## TASK STATEMENT
Rewrite the lines below with "blue sky" replaced by "clear sky" and nothing else changed.

Source data:
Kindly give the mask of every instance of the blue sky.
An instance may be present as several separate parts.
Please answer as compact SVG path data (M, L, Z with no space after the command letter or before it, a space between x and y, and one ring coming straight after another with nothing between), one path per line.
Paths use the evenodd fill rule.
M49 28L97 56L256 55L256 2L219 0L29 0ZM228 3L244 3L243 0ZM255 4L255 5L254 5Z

## SOLUTION TO THE EXERCISE
Kindly give the mask of every instance of the clear sky.
An instance may be present as several separate parts.
Please answer as compact SVG path data (M, L, Z with no space after the command letter or before it, a space between x and y, and one ring coming straight after another with nothing between), one path per line.
Paths use the evenodd fill rule.
M49 28L97 56L256 55L256 2L219 0L29 0ZM228 3L244 3L243 0ZM255 4L255 5L254 5Z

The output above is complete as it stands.